_Goals_
• a. In the forum thread about angel paintings, which picture does Aunt Marg say draws her in most?
• b. Continue the forum thread about angel paintings from the point where it stops.

_Article_
# My angel paintings



## Gaer (Sep 12, 2020)




----------



## Gaer (Sep 12, 2020)




----------



## Gaer (Sep 12, 2020)




----------



## Gaer (Sep 12, 2020)




----------



## Gaer (Sep 12, 2020)




----------



## Aunt Marg (Sep 12, 2020)

Love them all, but the last one in the series of four pictures (the angel wearing the hat), really draws me in.

Lovely talent, Gaer!


----------



## Gaer (Sep 12, 2020)




----------



## Aunt Marg (Sep 12, 2020)

Gaer, do you use a palette knife at all in any of your works?


----------



## Gaer (Sep 12, 2020)




----------



## ClassicRockr (Sep 12, 2020)

Very nice! 

My wife collects Angels.


----------



## Gaer (Sep 12, 2020)




----------



## MarkinPhx (Sep 12, 2020)

Very nice paintings. I am always in awe of people who can artistically capture what is in their thoughts through drawings, paintings, or music. Often much more efficient and poignant than mere words.


----------



## RadishRose (Sep 12, 2020)

Very nice, Gaer


----------



## Becky1951 (Sep 12, 2020)

Simply beautiful Gaer.  

I draw a stick figure and people have the audacity to ask me what it is.


----------



## jujube (Sep 12, 2020)

WOW, Gaer.  What talent!  I'm envious......I can't draw flies....


----------



## Gaer (Sep 12, 2020)

.

Here are my last two books about angelic communication.


----------



## Sassycakes (Sep 12, 2020)

Gaer,you are an amazing painter. You are soo talented. I loved all of them.


----------



## peppermint (Sep 12, 2020)

Beautiful pictures, Gaer….


----------



## Ruthanne (Sep 12, 2020)

Wonderful paintings and you are quite talented at it!


----------



## squatting dog (Sep 12, 2020)

Absolutely superb.


----------



## jerry old (Sep 12, 2020)

Have not heard of any female angles?


----------



## Pepper (Sep 12, 2020)

Gaer, who are you thinking of when you paint these faces?  Do you have a muse, or an actual person?  Have you seen them in dreams?


----------



## Gaer (Sep 12, 2020)

Pepper said:


> Gaer, who are you thinking of when you paint these faces?  Do you have a muse, or an actual person?  Have you seen them in dreams?

_Dataset extract_
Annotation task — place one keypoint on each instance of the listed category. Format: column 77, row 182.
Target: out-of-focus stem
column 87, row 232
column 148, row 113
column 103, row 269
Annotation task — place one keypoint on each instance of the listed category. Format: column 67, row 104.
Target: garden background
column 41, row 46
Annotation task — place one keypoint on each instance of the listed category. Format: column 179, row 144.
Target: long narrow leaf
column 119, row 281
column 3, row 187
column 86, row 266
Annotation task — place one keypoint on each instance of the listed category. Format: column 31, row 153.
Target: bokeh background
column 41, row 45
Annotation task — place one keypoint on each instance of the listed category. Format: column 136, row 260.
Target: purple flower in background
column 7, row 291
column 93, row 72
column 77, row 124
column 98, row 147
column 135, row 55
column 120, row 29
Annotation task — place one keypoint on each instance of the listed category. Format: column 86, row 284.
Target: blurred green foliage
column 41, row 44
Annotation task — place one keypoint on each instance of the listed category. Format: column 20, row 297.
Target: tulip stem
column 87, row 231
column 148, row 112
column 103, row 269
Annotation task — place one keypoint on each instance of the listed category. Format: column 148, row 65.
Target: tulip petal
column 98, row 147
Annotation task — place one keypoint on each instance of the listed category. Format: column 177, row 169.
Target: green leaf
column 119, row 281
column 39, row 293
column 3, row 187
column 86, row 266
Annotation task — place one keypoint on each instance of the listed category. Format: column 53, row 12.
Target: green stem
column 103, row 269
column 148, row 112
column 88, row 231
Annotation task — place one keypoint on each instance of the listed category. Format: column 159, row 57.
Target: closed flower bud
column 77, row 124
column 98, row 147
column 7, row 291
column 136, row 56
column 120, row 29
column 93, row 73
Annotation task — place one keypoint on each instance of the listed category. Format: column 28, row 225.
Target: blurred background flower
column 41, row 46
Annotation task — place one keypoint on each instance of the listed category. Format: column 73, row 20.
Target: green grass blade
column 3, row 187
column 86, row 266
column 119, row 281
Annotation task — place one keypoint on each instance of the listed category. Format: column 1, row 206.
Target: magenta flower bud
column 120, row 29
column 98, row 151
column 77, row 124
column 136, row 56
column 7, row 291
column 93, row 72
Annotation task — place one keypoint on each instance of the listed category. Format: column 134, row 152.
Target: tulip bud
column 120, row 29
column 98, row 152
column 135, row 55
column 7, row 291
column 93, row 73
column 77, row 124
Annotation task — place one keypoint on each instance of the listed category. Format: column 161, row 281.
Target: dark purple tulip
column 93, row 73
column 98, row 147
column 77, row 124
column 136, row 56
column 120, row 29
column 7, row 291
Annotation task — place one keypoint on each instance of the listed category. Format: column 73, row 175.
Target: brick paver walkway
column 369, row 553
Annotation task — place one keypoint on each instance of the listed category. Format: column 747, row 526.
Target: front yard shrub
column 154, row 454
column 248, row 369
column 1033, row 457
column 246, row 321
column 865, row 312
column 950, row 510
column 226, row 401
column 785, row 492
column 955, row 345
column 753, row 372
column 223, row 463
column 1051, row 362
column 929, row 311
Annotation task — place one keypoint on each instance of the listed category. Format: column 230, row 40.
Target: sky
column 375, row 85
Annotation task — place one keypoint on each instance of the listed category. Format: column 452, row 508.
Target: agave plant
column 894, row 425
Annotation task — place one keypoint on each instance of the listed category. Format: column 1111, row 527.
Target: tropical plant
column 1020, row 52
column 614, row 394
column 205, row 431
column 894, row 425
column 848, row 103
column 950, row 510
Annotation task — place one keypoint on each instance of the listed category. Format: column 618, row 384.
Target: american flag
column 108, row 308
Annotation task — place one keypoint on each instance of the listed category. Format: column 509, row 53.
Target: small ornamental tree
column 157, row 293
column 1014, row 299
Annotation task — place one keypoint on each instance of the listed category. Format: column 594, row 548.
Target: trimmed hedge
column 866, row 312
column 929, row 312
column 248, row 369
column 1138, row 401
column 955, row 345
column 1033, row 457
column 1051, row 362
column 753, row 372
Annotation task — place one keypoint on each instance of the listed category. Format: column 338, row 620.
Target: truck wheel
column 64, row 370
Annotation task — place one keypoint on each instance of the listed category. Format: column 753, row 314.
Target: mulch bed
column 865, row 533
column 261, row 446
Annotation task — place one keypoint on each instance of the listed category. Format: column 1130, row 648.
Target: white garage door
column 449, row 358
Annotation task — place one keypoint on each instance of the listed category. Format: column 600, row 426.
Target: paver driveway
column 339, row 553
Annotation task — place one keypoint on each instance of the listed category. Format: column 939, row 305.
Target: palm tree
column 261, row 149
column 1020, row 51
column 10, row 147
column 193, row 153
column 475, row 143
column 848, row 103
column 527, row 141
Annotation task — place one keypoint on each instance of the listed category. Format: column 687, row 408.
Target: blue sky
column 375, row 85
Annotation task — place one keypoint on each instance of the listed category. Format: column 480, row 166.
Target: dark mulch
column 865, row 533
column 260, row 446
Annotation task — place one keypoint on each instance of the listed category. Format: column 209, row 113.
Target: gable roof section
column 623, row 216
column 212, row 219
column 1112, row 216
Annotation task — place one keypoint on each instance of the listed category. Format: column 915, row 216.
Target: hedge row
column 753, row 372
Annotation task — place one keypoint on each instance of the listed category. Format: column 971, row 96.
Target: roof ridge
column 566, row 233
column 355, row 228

_Answers for this exercise_
• a. The last one in the series of four pictures, the angel wearing the hat.

• b.
If I tell you I have seen and heard angels all my life, would you believe me?  There are feminine angels and masculine angels. Some of my bronze sculptures are of the masculine angels 
 .Of course I will not be believed, unless you read my books.  I go into a full explanation in my books, as well as transcribing  their sacred messages.  
I'm not the only person who can perceive angels around them.  Many people can, but they don't dare say anything ,so  as not  to be ridiculed.
i prefer not to go into a full explanation in this forum ,if that's all right.  Thank you.


----------



## Gary O' (Sep 12, 2020)

Gaer said:


> I'm not the only person who can perceive angels around them. Many people can, but they don't dare say anything ,so as not to be ridiculed.
> i prefer not to go into a full explanation in this forum ,if that's all right. Thank you.


Talented
......and wise


----------



## Linda (Sep 12, 2020)

I love your painting style Gaer.  Really beautiful.


----------



## Pepper (Sep 13, 2020)

@Gaer 
Thank you for your answer.  I believe you do.  I find you to be sincere.


----------



## Gaer (Sep 13, 2020)




----------



## Treacle (Sep 13, 2020)

Gaer said:


> Here are my last teo books about angels.View attachment 122301


Thanks Gaer for those books. I have a number about Angels but always ready to read others, assume I can get yours on Amazon or the like :
I have Seeing Angel - Emma Heathcote - James
Angels - Kyle Gray
Do you think they have any weight?
I also have a number of books on the 'After Life'
This month, it will be a year since my dear brother  passed over. I hope he will be near me.
I love your paintings and what comes out to me is the way the eyes portray emotions (hope that doesn't seem stupid) it's what
stands out to me.


----------



## Gaer (Sep 13, 2020)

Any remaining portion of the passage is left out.